───── DATA EXTRACT ─────

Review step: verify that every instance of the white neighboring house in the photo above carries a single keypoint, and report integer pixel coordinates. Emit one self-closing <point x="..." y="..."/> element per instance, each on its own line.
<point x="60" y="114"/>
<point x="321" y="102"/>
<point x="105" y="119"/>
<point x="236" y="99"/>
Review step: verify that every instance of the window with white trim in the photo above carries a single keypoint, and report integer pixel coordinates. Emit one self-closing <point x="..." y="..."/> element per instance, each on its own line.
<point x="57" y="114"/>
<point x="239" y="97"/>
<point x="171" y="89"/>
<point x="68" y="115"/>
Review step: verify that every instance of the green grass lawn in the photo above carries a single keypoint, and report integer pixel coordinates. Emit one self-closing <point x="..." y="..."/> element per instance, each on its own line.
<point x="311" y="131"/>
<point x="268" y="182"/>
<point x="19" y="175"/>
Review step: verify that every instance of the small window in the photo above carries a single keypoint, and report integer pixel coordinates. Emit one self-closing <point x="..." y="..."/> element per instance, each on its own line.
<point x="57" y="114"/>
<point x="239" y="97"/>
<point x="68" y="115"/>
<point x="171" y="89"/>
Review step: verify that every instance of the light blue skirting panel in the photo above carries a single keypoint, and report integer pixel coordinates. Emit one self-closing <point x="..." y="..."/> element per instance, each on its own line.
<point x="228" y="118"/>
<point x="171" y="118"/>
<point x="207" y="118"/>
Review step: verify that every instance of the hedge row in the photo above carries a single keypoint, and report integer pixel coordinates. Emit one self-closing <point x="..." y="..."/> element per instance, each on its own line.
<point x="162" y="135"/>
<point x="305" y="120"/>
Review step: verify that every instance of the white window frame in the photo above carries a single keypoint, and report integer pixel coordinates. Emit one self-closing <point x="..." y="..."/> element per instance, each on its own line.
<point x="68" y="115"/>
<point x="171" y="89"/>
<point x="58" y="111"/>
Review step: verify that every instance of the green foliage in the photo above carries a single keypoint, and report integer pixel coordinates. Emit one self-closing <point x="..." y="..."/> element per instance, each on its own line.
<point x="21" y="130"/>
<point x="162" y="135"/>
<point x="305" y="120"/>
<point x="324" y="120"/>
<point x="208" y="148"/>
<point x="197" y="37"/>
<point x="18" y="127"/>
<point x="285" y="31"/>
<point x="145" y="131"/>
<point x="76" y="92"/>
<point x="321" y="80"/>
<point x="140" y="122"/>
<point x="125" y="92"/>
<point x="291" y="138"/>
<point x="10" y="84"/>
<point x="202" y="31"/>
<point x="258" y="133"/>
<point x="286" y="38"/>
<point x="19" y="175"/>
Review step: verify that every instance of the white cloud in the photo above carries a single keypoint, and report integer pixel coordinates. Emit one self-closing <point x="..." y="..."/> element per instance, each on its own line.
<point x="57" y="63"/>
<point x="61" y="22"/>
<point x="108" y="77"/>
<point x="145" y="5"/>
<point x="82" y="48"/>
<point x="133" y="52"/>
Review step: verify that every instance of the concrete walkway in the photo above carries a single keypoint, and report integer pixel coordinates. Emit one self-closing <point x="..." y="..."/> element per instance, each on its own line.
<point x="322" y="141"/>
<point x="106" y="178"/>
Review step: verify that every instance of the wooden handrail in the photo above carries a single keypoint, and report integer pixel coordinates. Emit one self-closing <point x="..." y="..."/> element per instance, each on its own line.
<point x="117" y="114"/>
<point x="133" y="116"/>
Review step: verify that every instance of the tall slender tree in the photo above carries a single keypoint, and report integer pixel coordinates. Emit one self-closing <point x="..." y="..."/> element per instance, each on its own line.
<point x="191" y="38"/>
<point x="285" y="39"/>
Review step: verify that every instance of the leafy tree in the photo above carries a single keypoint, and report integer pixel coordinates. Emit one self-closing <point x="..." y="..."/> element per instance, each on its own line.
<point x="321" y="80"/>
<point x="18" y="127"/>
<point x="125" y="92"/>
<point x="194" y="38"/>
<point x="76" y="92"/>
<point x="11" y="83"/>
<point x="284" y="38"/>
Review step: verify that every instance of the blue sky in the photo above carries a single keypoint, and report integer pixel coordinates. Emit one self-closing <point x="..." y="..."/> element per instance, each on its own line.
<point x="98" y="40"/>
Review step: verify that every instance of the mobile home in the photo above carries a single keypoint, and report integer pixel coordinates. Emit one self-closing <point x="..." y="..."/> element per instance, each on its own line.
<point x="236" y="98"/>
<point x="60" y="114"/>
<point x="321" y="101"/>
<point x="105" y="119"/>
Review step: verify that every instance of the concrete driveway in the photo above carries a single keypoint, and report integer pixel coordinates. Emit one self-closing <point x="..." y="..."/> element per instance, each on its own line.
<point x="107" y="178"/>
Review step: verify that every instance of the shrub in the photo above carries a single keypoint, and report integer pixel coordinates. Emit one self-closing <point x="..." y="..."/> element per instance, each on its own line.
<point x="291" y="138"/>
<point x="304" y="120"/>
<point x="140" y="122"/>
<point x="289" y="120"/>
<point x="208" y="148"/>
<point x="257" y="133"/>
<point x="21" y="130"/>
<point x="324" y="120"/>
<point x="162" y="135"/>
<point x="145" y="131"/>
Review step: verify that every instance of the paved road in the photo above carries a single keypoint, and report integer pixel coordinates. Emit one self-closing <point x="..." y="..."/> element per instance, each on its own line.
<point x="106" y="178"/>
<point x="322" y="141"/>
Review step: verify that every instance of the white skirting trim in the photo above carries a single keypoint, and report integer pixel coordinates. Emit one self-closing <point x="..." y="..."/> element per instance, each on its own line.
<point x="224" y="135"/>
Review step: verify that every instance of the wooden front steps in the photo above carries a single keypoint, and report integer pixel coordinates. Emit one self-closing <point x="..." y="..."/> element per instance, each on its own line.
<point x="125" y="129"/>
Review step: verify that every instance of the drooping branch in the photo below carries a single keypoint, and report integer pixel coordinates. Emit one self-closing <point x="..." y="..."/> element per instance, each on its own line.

─────

[PROBLEM DETAILS]:
Reproduce the data shown above exactly.

[PROBLEM SOLUTION]:
Review step: verify that every instance of the white neighboring house in the photo above carries a single keypoint, and report integer pixel coordinates. Emit one self-closing <point x="..." y="..."/> element per instance, each on its own line.
<point x="60" y="114"/>
<point x="321" y="102"/>
<point x="105" y="119"/>
<point x="236" y="99"/>
Review step: verify that every instance of the window with white trim in the photo above carries a single keypoint, and report integer pixel coordinates. Emit one self-closing <point x="..." y="..."/> element per instance, each on its own line.
<point x="57" y="114"/>
<point x="239" y="97"/>
<point x="171" y="89"/>
<point x="68" y="115"/>
Review step: verify that every instance of the green grass lawn in the photo above carries a single keypoint, and report integer pixel coordinates. Emit one self-closing <point x="..." y="..."/> element per instance, each on its own line.
<point x="311" y="131"/>
<point x="268" y="182"/>
<point x="19" y="175"/>
Review step: verify that every instance of the small window in the photo above carries a single keypoint, and report integer pixel coordinates. Emit one self-closing <point x="..." y="..."/> element per instance, each on its own line.
<point x="57" y="114"/>
<point x="239" y="97"/>
<point x="68" y="115"/>
<point x="171" y="89"/>
Review step: verify that every instance of the light blue skirting panel in the photo above carries a single keypoint, and report integer pixel coordinates. Emit one self-closing <point x="..." y="..."/> element per instance, each on its own line.
<point x="228" y="118"/>
<point x="171" y="118"/>
<point x="207" y="118"/>
Review step: verify that every instance of the hedge row in the photo above carries a single keypoint, and report integer pixel coordinates. Emit one self-closing <point x="..." y="..."/> element per instance, each on its own line.
<point x="162" y="135"/>
<point x="305" y="120"/>
Review step: verify that every instance of the white window frame in the photo above carries a single keypoint, and report integer pixel coordinates. Emit one self-closing <point x="..." y="..."/> element per instance, each on its own line.
<point x="68" y="115"/>
<point x="171" y="89"/>
<point x="58" y="111"/>
Review step: verify that every instance of the green foliage in the photo above carries a single keypoint, and report integer pixel coordinates. Emit one self-closing <point x="..." y="..."/> element per instance, each on its own line.
<point x="21" y="130"/>
<point x="162" y="135"/>
<point x="305" y="120"/>
<point x="324" y="120"/>
<point x="208" y="148"/>
<point x="197" y="37"/>
<point x="18" y="127"/>
<point x="285" y="31"/>
<point x="145" y="131"/>
<point x="76" y="92"/>
<point x="321" y="80"/>
<point x="140" y="122"/>
<point x="125" y="92"/>
<point x="291" y="138"/>
<point x="10" y="84"/>
<point x="202" y="31"/>
<point x="258" y="133"/>
<point x="286" y="38"/>
<point x="19" y="175"/>
Review step: verify that every instance of the white cloud in the photo above carries a single keypoint, and report integer pixel coordinates. Emit one self-closing <point x="..." y="..."/> element per instance, each on its own line.
<point x="57" y="63"/>
<point x="61" y="22"/>
<point x="108" y="77"/>
<point x="145" y="5"/>
<point x="82" y="48"/>
<point x="133" y="52"/>
Review step: verify that every instance of the concrete walkway in the photo above carries a single keypoint, and report integer pixel coordinates. Emit one self-closing <point x="..." y="..."/> element per instance, each on its own line.
<point x="322" y="141"/>
<point x="106" y="178"/>
Review step: verify that every instance of the wooden handrail in the photo above carries a single keypoint, and report integer pixel coordinates. Emit one self-closing <point x="..." y="..."/> element per instance, each on its own line.
<point x="117" y="114"/>
<point x="133" y="116"/>
Review step: verify that every instance of the tall slender tree in the photo above carries a single keypoint, and report integer pixel coordinates. Emit one self-closing <point x="..." y="..."/> element per instance, each on its own line.
<point x="191" y="38"/>
<point x="285" y="39"/>
Review step: verify that every instance of the leafy tree in the photo above carries a single keypoint, and report integer pixel coordinates. Emit one self-closing <point x="..." y="..."/> element per instance, each on its own line.
<point x="321" y="80"/>
<point x="18" y="127"/>
<point x="125" y="92"/>
<point x="194" y="38"/>
<point x="76" y="92"/>
<point x="11" y="83"/>
<point x="284" y="38"/>
Review step: verify that every instance of the blue sky in the photo above carries a single keypoint, and report integer pixel coordinates. Emit one self-closing <point x="..." y="..."/> element per instance, each on its own line.
<point x="98" y="40"/>
Review step: verify that every instance of the mobile home in the photo above carries a single keypoint, and report integer pixel coordinates. Emit one self-closing <point x="..." y="..."/> element per instance, each on its own line.
<point x="236" y="98"/>
<point x="60" y="114"/>
<point x="321" y="101"/>
<point x="105" y="119"/>
Review step: verify that every instance of the concrete driveway in the photo above carries a single keypoint, and report integer pixel coordinates. Emit one self-closing <point x="..." y="..."/> element per instance, each on its own line.
<point x="107" y="178"/>
Review step: verify that every instance of the shrub in the photo above carries a single keypoint, and report integer pixel coordinates. Emit one self-closing <point x="..." y="..."/> element per instance, each on its own line.
<point x="291" y="138"/>
<point x="304" y="120"/>
<point x="140" y="122"/>
<point x="289" y="120"/>
<point x="208" y="148"/>
<point x="257" y="133"/>
<point x="21" y="130"/>
<point x="324" y="120"/>
<point x="162" y="135"/>
<point x="145" y="131"/>
Review step: verify that every instance of the paved road in the photo above carries a single keypoint, and report integer pixel coordinates. Emit one self-closing <point x="..." y="..."/> element per instance, each on its own line.
<point x="106" y="178"/>
<point x="322" y="141"/>
Review step: verify that every instance of the white skirting trim in the photo above carries a single keypoint, and report integer pixel coordinates. Emit one self-closing <point x="..." y="..."/> element per instance, each on its own line.
<point x="224" y="135"/>
Review step: verify that every instance of the wooden front steps in the photo above carries a single keypoint, and report integer pixel coordinates. Emit one self-closing <point x="..." y="..."/> element per instance, each on its own line.
<point x="125" y="129"/>
Review step: verify that every instance of the drooping branch in the photo below carries a single keypoint, and report integer pixel coordinates. Emit one self-closing <point x="..." y="..."/> element per instance, each on its own line.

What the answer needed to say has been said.